Data pulled from a collection:
** begin **
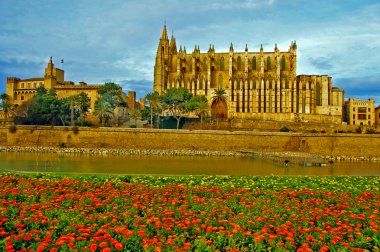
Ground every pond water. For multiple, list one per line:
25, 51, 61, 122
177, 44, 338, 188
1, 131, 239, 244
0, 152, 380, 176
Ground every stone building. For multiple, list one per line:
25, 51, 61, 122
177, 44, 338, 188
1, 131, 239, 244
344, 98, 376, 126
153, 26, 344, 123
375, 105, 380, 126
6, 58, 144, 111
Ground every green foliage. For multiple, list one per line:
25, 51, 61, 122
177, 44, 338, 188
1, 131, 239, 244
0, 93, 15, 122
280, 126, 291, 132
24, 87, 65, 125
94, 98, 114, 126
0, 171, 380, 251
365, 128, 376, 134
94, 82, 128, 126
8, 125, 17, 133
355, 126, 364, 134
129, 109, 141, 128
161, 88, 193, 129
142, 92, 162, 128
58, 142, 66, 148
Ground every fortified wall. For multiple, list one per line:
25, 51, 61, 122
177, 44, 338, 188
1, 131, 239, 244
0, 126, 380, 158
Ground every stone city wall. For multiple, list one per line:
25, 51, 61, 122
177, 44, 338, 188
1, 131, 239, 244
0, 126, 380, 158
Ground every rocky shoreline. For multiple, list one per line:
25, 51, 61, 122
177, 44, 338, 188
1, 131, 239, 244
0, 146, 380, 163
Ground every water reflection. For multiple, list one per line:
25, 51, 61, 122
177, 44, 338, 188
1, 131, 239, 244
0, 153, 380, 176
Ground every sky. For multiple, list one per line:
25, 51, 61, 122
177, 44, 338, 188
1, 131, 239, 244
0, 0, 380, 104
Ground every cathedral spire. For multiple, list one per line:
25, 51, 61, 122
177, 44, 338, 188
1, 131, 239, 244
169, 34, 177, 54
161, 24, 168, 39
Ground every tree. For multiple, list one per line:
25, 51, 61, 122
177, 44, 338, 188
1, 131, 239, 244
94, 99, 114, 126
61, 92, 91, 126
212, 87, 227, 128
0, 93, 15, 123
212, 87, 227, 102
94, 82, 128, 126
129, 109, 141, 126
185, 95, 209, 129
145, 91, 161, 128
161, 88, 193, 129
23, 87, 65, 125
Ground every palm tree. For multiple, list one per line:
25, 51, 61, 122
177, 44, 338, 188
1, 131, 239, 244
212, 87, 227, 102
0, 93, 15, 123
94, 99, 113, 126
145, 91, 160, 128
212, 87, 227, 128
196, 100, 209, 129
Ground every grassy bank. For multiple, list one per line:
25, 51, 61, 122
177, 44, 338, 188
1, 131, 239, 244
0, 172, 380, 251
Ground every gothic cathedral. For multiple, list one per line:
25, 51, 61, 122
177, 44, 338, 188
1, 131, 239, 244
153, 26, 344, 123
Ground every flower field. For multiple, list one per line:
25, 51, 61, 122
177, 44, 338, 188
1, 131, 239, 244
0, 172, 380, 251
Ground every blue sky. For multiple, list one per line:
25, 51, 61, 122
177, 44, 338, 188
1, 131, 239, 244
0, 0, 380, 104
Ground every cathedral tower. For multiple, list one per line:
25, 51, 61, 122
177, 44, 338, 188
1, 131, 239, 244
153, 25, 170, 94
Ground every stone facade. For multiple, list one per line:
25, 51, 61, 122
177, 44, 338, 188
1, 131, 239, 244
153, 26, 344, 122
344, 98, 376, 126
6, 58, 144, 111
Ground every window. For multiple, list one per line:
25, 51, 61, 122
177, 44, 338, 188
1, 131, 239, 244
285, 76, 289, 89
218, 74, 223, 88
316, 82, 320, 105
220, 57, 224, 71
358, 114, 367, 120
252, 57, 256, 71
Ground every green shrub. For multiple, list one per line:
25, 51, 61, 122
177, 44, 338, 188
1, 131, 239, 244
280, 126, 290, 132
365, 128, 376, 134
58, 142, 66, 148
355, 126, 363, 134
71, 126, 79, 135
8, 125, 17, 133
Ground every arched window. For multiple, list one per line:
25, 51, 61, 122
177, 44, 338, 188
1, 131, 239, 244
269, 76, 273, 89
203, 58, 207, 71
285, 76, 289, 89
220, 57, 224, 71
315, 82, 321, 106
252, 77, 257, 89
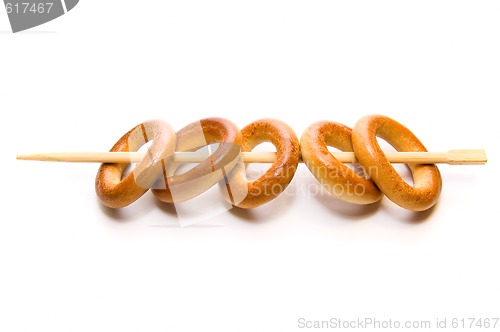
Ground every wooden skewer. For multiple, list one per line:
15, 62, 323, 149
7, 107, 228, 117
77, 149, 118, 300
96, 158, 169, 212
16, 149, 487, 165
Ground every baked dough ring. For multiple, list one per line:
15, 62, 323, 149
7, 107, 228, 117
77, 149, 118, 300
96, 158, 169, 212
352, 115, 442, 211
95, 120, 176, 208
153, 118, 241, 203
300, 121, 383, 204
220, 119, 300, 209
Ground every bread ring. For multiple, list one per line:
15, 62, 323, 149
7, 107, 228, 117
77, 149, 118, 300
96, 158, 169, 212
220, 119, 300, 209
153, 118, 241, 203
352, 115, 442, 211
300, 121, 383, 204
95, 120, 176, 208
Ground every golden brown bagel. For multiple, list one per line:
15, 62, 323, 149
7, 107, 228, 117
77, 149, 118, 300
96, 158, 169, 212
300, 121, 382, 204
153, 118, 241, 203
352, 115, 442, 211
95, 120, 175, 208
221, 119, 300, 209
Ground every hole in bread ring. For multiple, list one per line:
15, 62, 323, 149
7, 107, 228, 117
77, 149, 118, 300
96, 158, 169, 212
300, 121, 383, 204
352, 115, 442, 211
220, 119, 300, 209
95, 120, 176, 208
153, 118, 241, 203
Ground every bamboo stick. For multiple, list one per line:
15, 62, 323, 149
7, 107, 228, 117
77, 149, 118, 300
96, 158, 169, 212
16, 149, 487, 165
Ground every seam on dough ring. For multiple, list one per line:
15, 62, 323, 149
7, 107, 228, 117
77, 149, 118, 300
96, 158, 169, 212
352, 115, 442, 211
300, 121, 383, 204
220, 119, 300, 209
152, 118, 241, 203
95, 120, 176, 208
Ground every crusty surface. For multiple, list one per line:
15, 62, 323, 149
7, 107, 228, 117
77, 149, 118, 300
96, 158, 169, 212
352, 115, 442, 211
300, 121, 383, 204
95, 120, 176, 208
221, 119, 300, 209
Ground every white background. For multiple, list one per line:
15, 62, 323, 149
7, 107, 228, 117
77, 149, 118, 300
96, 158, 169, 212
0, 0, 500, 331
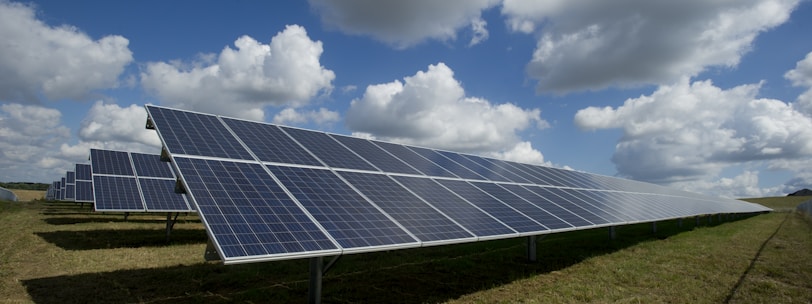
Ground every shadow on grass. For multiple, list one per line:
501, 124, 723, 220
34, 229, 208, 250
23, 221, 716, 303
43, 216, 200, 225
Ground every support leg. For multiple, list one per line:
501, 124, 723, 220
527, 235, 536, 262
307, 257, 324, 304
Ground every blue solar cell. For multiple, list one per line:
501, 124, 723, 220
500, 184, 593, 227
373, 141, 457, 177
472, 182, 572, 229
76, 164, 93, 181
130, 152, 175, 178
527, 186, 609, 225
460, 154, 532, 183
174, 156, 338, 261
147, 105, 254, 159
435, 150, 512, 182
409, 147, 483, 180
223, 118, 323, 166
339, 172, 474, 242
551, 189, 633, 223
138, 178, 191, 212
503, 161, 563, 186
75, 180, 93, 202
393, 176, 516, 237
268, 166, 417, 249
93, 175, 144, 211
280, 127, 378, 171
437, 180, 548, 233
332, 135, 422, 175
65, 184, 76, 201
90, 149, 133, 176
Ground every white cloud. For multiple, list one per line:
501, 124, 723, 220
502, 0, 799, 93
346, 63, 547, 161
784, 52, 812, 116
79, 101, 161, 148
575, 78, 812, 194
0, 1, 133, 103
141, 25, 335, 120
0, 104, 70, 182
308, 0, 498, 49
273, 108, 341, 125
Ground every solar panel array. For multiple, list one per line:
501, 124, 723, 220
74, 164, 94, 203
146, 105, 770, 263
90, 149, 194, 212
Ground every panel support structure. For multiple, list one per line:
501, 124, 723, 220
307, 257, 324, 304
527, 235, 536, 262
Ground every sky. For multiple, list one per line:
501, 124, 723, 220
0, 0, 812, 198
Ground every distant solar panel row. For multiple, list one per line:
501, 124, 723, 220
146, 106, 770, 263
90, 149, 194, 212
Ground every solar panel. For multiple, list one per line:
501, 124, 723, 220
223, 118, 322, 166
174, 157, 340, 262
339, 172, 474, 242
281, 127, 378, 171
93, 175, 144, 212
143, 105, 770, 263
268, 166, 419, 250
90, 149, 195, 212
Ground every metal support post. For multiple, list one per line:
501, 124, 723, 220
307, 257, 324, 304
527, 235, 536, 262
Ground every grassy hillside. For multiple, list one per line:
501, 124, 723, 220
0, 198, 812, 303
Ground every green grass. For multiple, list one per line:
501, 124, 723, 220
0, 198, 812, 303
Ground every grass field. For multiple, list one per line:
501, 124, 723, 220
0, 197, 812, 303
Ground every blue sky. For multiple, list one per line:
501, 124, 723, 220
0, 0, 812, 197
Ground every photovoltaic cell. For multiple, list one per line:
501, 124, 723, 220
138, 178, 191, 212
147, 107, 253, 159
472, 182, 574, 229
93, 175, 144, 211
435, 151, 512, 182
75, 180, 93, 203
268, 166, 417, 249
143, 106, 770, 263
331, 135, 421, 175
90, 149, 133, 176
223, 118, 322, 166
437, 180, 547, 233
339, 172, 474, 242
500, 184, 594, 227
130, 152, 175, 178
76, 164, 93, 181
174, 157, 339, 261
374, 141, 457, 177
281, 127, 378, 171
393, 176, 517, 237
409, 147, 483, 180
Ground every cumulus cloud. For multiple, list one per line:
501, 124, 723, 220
** end **
- **Problem details**
Take the part of the listing that opens with the line containing "Ground every grassy hillside." and closes with the line containing "0, 197, 812, 303". Rewrite only those lines, switching "Ground" to "Locate" and leaving everything else unchanged.

- **Solution to this problem**
Locate every grassy hillside. For multiple, list one per line:
501, 124, 723, 220
0, 198, 812, 303
Locate every green grass. For multiple, list one per line:
501, 124, 723, 220
0, 198, 812, 303
Locate every grass field. For multiple, list one per line:
501, 124, 723, 220
0, 197, 812, 303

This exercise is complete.